ASSIGNMENT: Down to the last line, print the data that follows exactly, without its pictures.

(Point-per-instance localization data)
• • • •
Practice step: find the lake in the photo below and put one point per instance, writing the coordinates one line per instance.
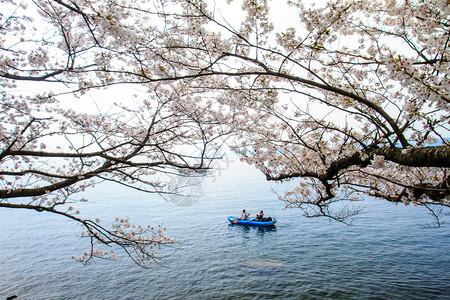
(388, 254)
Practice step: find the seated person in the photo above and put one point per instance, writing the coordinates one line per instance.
(244, 215)
(260, 216)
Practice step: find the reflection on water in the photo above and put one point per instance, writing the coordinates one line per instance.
(382, 257)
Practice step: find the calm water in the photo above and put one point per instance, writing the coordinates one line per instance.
(387, 255)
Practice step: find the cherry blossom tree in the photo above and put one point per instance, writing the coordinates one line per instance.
(53, 56)
(352, 98)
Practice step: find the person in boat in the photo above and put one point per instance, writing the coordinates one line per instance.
(244, 215)
(260, 216)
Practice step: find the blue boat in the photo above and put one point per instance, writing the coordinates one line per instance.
(236, 220)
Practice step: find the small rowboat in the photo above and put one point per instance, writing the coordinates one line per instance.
(236, 220)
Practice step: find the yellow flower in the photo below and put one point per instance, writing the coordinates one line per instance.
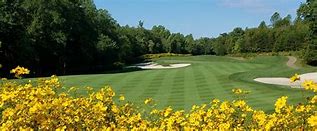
(237, 91)
(99, 96)
(314, 100)
(114, 109)
(121, 98)
(61, 128)
(280, 103)
(295, 78)
(148, 100)
(312, 121)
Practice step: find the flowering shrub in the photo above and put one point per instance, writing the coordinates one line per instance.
(39, 107)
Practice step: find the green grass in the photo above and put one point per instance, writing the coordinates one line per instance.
(208, 77)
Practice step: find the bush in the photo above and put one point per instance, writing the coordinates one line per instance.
(39, 107)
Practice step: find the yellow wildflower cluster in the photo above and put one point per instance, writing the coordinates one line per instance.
(295, 78)
(19, 71)
(38, 106)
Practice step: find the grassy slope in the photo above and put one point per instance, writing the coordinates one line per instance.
(208, 77)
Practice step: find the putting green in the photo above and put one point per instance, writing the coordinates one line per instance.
(206, 78)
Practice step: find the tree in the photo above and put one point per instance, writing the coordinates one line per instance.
(310, 16)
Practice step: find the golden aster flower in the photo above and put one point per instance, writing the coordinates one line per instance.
(312, 121)
(121, 98)
(295, 78)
• • • •
OUTPUT OF THE TASK:
Practice step: find the lake in the photo below and put one point per instance, writing the coordinates one line per instance.
(388, 254)
Practice step: find the seated person in the photo above and put one point per instance, writing the coordinates one line per instance.
(244, 215)
(260, 216)
Practice step: find the reflection on water in the photo above and put one point per instance, writing the coordinates one line per instance.
(382, 257)
Practice step: find the calm water in the photo above and put one point per instance, writing the coordinates one line per instance.
(387, 255)
Practice step: find the cherry blossom tree in the photo above and put one point per instance, writing the coordinates one line per instance.
(53, 56)
(352, 98)
Practice step: find the person in boat in the photo above and put one point per instance, writing the coordinates one line per instance.
(244, 215)
(260, 216)
Practice step: find the blue boat in the photo above and put one point per instance, writing the coordinates one line per instance.
(236, 220)
Practice step: find the small rowboat in the photo above and put one point per instance, writing the coordinates one line per instance.
(236, 220)
Practice step: find the yellow flower in the photo below and put one point per instance, writing the coordinates one line per instance.
(237, 91)
(99, 96)
(314, 100)
(114, 109)
(121, 98)
(61, 128)
(280, 103)
(295, 78)
(148, 100)
(312, 121)
Practice step: find the flowering shrub in the photo above and put one point per instance, writing the coordinates one line per instance.
(39, 107)
Practice step: find the green grass in the photo above and put one point per instance, writing the coordinates one line per instance.
(208, 77)
Practice step: find the bush in the photo above and put one point per instance, writing the coordinates one line per instance.
(39, 107)
Practice step: find the yellow wildflower cluster in the photo above and put one point per instance, writing the coordinates one line per instance.
(295, 78)
(19, 71)
(38, 106)
Practice step: find the grassy slope in the photo above and put one point per instance, writing the coordinates one line per instance.
(208, 77)
Practice step: find the putting green in the photo above and put one point per instance, writing the coordinates one line per instance.
(206, 78)
Practice step: find the tree in the photo above and put one point per instance, writing the coordinates one line per instance.
(310, 16)
Practice step: find the golden aster flower in the photo above and put one point per instance, writing the coordinates one line per instance.
(312, 121)
(121, 98)
(295, 78)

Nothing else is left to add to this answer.